**PAGE**
· · · · ·
Studio album by Juice Newton
- Released: October 1985
- Genre: Country rock
- Length: 35:19 (original) 39:12 (reissue)
- Label: RCA Victor
- Producer: Richard Landis

Juice Newton chronology
| Can't Wait All Night (1984) | Old Flame (1985) | Emotion (1987) |

Singles from Old Flame
- "You Make Me Want to Make You Mine" Released: July 1985; "Hurt" Released: December 1985; "Old Flame" Released: April 1986; "Cheap Love" Released: August 1986; "What Can I Do with My Heart" Released: December 1986;

= Old Flame (album) =

Old Flame is the seventh studio album by American pop and country singer Juice Newton. It was released in October 1985 by RCA Records.

Professional ratings
Review scores
| Source | Rating |
| AllMusic | Star Half star |

== Overview ==
Old Flame was recorded after Newton signed a new recording contract with RCA. It peaked at number 12 on the Billboard Top Country Albums chart. In his review of the album music critic Thom Owens notes that "out of all of Juice Newton's albums, Old Flame has the strongest country roots and influences". Featured on the album were cover versions of Del Shannon's 1983 song "Cheap Love", and the pop standard "Hurt," made popular by Roy Hamilton in 1954, Timi Yuro in 1961, and The Manhattans in 1975. Other covers on the album were the Byrds's 1965 song "Feel a Whole Lot Better" and Stealers Wheel's 1972 song "Stuck in the Middle with You".
· · · · ·
(Excerpts of bounding box data)
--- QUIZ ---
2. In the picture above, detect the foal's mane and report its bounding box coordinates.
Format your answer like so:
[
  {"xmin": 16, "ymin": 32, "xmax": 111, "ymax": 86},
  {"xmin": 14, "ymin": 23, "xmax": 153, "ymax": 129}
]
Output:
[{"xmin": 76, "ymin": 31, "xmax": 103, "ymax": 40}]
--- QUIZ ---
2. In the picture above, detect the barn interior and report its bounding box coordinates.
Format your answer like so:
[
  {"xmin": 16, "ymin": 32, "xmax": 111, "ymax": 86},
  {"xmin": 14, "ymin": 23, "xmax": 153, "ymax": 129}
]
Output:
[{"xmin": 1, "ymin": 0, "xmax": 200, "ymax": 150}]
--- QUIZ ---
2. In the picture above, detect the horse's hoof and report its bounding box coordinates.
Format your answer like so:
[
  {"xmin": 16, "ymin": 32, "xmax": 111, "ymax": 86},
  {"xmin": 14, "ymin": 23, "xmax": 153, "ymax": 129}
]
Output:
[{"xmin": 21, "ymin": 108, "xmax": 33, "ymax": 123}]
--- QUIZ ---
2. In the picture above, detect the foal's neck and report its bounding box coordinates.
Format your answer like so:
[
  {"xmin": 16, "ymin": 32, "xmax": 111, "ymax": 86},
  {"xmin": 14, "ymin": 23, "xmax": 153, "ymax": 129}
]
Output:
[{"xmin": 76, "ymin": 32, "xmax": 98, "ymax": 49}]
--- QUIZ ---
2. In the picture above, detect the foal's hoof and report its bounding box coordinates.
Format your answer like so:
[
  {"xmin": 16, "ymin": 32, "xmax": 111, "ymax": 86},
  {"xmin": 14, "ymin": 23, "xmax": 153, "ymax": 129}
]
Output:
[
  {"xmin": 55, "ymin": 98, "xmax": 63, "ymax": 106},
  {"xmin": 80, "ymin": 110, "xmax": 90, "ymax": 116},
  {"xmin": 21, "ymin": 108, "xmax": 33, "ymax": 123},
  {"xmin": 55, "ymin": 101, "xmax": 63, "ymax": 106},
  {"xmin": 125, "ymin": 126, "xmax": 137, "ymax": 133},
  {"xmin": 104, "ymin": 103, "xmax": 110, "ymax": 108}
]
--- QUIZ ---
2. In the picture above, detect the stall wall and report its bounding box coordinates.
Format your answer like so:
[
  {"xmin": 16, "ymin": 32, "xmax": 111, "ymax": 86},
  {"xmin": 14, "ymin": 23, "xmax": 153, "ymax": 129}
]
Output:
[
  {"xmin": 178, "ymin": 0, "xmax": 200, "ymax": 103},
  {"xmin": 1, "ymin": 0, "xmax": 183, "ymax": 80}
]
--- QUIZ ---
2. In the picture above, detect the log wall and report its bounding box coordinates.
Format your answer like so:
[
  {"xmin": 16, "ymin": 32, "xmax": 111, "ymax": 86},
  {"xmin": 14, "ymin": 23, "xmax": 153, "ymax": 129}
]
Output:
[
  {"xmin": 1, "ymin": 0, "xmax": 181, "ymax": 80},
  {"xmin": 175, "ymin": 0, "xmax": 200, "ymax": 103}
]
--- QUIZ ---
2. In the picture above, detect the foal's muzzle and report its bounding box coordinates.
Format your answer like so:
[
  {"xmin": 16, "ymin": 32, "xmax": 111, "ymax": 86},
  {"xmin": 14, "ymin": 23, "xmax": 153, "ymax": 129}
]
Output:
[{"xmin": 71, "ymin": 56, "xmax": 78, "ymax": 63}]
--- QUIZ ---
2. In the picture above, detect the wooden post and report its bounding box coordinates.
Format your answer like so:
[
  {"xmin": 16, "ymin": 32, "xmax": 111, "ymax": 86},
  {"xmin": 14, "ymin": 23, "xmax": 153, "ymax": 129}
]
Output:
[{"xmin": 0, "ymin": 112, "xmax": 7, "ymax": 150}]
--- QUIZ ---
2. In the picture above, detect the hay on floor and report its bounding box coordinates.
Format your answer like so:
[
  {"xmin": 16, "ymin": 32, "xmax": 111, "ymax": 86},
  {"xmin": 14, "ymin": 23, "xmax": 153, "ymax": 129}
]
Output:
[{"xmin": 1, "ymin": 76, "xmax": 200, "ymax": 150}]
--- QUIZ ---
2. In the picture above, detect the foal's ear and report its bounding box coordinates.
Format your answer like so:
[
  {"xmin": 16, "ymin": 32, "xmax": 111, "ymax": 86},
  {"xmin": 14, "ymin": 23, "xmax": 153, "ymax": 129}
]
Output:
· · · · ·
**EXERCISES**
a – On the Old Flame album page, what position did the album reach on the Billboard Top Country Albums chart?
b – Reproduce the passage of the Old Flame album page that opens with "Juice Newton chronology" and ends after "by RCA Records.".

**THE SOLUTIONS**
a – Number 12.

b –
Juice Newton chronology
| Can't Wait All Night (1984) | Old Flame (1985) | Emotion (1987) |

Singles from Old Flame
- "You Make Me Want to Make You Mine" Released: July 1985; "Hurt" Released: December 1985; "Old Flame" Released: April 1986; "Cheap Love" Released: August 1986; "What Can I Do with My Heart" Released: December 1986;

= Old Flame (album) =

Old Flame is the seventh studio album by American pop and country singer Juice Newton. It was released in October 1985 by RCA Records.